**Data records:**
________________________
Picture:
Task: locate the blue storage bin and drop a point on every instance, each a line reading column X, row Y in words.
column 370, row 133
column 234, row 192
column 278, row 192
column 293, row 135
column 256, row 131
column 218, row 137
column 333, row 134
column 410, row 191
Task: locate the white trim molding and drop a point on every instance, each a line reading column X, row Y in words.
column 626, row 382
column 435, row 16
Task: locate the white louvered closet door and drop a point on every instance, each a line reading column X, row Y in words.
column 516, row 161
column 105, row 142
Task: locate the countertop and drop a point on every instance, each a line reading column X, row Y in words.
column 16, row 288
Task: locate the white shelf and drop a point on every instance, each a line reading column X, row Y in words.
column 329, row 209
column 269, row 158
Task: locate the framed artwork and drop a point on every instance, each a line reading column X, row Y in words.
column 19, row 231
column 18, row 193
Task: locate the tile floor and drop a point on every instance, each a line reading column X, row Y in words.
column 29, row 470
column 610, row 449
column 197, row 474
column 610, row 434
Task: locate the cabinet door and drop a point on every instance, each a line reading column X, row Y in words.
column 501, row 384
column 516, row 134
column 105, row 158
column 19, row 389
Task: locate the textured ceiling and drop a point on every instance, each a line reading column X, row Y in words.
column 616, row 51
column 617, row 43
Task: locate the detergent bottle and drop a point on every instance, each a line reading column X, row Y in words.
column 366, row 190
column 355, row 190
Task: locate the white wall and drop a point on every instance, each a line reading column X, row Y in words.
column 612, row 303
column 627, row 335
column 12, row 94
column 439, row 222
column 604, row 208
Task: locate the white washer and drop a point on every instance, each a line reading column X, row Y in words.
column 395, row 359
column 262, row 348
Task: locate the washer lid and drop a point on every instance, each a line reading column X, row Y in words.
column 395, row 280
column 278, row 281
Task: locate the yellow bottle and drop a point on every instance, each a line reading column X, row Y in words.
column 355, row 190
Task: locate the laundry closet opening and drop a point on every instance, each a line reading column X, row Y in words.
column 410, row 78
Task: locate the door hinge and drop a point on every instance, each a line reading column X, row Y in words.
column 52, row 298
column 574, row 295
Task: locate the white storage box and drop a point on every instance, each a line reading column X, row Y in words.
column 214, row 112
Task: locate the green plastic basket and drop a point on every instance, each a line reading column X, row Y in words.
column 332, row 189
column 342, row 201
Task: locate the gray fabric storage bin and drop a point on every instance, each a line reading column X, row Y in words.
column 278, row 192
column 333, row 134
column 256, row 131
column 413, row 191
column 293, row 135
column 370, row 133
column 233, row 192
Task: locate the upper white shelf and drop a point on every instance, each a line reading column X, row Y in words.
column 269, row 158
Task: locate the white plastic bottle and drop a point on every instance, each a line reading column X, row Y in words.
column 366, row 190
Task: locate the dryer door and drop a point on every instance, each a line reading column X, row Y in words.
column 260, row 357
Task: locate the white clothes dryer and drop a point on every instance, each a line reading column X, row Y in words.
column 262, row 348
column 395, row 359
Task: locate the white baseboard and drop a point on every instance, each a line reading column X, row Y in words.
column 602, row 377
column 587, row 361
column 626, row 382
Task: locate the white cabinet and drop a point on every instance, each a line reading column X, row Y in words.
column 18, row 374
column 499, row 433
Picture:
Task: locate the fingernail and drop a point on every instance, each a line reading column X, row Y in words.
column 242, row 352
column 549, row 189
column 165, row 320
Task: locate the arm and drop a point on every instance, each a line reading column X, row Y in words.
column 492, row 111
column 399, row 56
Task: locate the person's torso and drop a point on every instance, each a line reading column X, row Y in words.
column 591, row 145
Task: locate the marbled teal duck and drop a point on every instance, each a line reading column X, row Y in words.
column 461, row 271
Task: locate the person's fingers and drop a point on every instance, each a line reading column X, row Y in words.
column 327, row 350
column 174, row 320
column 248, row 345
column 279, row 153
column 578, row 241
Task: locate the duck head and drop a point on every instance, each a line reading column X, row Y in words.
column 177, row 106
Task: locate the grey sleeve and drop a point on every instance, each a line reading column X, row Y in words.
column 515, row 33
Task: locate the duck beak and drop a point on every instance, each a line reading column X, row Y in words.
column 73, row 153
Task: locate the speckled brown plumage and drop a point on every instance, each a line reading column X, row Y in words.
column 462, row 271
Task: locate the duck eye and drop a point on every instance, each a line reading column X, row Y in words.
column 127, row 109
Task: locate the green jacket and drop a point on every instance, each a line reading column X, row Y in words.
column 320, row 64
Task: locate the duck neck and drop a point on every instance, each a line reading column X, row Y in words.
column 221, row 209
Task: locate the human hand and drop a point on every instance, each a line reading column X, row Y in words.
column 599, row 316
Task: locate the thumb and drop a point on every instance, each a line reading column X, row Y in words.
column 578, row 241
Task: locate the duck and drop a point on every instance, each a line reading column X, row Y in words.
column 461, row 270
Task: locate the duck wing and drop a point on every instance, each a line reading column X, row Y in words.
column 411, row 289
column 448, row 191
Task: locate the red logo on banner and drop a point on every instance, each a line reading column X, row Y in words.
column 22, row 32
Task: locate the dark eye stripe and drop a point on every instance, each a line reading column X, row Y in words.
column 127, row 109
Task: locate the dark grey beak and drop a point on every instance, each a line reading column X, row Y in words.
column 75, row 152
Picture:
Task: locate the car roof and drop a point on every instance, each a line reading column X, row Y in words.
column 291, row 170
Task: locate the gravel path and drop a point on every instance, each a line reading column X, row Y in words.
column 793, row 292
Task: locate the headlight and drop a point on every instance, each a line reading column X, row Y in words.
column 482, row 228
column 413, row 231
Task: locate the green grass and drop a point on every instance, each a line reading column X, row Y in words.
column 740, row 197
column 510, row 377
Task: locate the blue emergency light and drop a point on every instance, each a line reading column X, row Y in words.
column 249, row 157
________________________
**Try it:** Output all entries exactly as given above.

**Response for this exercise:**
Picture:
Task: locate the blue storage bin and drop a point on every instance, each a line reading column X, row Y in words.
column 370, row 133
column 234, row 192
column 278, row 192
column 293, row 135
column 256, row 131
column 218, row 137
column 333, row 134
column 410, row 191
Task: locate the white trim molding and drop a point on every instance, each a line reading column X, row Y in words.
column 626, row 382
column 435, row 16
Task: locate the white louvered closet door and drop a point on every instance, each a line reading column X, row Y in words.
column 516, row 161
column 105, row 142
Task: locate the countertop and drop a point on every instance, each a line reading column X, row Y in words.
column 16, row 288
Task: locate the white shelf and drop a point on every instance, each a line reading column X, row Y in words.
column 329, row 209
column 269, row 158
Task: locate the framed artwork and drop a point on every instance, each a line reading column X, row Y in words.
column 19, row 231
column 18, row 193
Task: locate the tile floor and drop a point on every instance, each a line reading column X, row Y in words.
column 29, row 470
column 610, row 449
column 197, row 474
column 610, row 434
Task: locate the cabinet door and drop a point on every instance, each a line reading column X, row Y in words.
column 501, row 384
column 516, row 134
column 105, row 158
column 19, row 389
Task: locate the textured ceiling and drop a point on every instance, each a line reading column X, row Y in words.
column 616, row 51
column 617, row 43
Task: locate the detergent bottle and drop a point on every instance, each a line reading column X, row Y in words.
column 366, row 190
column 355, row 190
Task: locate the white wall and drop a point on every instance, each a line reading column X, row Y in words.
column 612, row 303
column 627, row 335
column 12, row 94
column 439, row 222
column 604, row 208
Task: locate the white washer and drop a point on every instance, each a line reading column X, row Y in words.
column 395, row 359
column 262, row 348
Task: locate the washer lid and drop a point on every instance, each a line reading column X, row Y in words.
column 395, row 280
column 278, row 281
Task: locate the yellow bottle and drop a point on every instance, each a line reading column X, row Y in words.
column 355, row 190
Task: locate the laundry closet opening and drop a point on every instance, each a line reading column X, row Y in words.
column 410, row 78
Task: locate the door hinge and drop a point on every instance, each a line reading column X, row Y in words.
column 52, row 298
column 574, row 295
Task: locate the white storage box and drop a point on every instance, each a line reading column X, row Y in words.
column 214, row 112
Task: locate the green plastic basket and drop a point on every instance, each a line reading column X, row Y in words.
column 332, row 189
column 342, row 201
Task: locate the gray fabric storage bin and drop a point on every instance, each a line reading column X, row Y in words.
column 278, row 192
column 333, row 134
column 256, row 131
column 413, row 191
column 293, row 135
column 370, row 133
column 233, row 192
Task: locate the upper white shelf and drop a point on every instance, each a line reading column X, row Y in words.
column 269, row 158
Task: locate the white plastic bottle and drop a point on every instance, each a line reading column X, row Y in words.
column 366, row 190
Task: locate the dryer door and drop a point on every instance, each a line reading column X, row Y in words.
column 260, row 357
Task: locate the white clothes dryer and drop a point on every instance, each a line reading column X, row Y in words.
column 262, row 348
column 395, row 359
Task: locate the white baseboard and drop a point on every instance, each a line reading column X, row Y in words.
column 602, row 377
column 587, row 361
column 626, row 382
Task: locate the white cabinet and drop a point on every instance, each a line reading column X, row Y in words.
column 18, row 374
column 499, row 433
Picture:
Task: locate the fingernail and drop a point on every instance, each a line reading column X, row Y in words.
column 242, row 352
column 549, row 189
column 165, row 320
Task: locate the arm and drop a point on every instance, each a line reading column X, row Y in words.
column 492, row 111
column 399, row 56
Task: locate the person's torso and drop a point on every instance, each a line reading column X, row Y in words.
column 591, row 145
Task: locate the marbled teal duck and drop a point on every instance, each a line reading column X, row Y in words.
column 461, row 271
Task: locate the person's fingers and drop a point on every instance, each a line reading column X, row Y in words.
column 327, row 350
column 174, row 320
column 248, row 345
column 279, row 153
column 578, row 241
Task: locate the duck head and drop a point on every instance, each a line reading column X, row Y in words.
column 177, row 106
Task: locate the grey sleeve and drop a point on every instance, each a line reading column X, row Y in words.
column 515, row 33
Task: locate the duck beak and drop a point on every instance, each a line reading column X, row Y in words.
column 73, row 153
Task: locate the speckled brown plumage and drop a point on every instance, each a line reading column X, row Y in words.
column 462, row 271
Task: locate the duck eye and drop a point on every instance, each a line reading column X, row Y in words.
column 127, row 109
Task: locate the green jacket and drop a point on every instance, each a line reading column X, row Y in words.
column 320, row 64
Task: locate the duck neck and drop a point on every instance, each a line reading column X, row Y in words.
column 221, row 209
Task: locate the human hand and drop a point on every instance, each a line reading column X, row Y in words.
column 599, row 316
Task: locate the thumb and drop a point on every instance, each a line reading column X, row Y in words.
column 578, row 241
Task: locate the duck and drop a point on every instance, each a line reading column X, row Y in words.
column 461, row 270
Task: locate the duck wing and drop a point on every instance, each a line reading column X, row Y in words.
column 411, row 289
column 448, row 191
Task: locate the red logo on banner and drop a point on every instance, each a line reading column X, row Y in words.
column 22, row 32
Task: locate the dark eye stripe and drop a point on every instance, each a line reading column X, row Y in words.
column 127, row 109
Task: locate the dark grey beak and drop a point on every instance, each a line reading column X, row Y in words.
column 75, row 152
Picture:
Task: locate the car roof and drop a point on every instance, each a line reading column X, row Y in words.
column 291, row 170
Task: locate the gravel path and drop a point on every instance, each a line reading column X, row Y in words.
column 793, row 292
Task: locate the headlight and drop a point on every instance, each a line reading column X, row Y in words.
column 482, row 228
column 413, row 231
Task: locate the green grass and drop a point on every instance, each a line reading column X, row Y in words.
column 740, row 197
column 510, row 377
Task: locate the blue emergency light and drop a point on every instance, each a line reading column X, row Y in words.
column 249, row 157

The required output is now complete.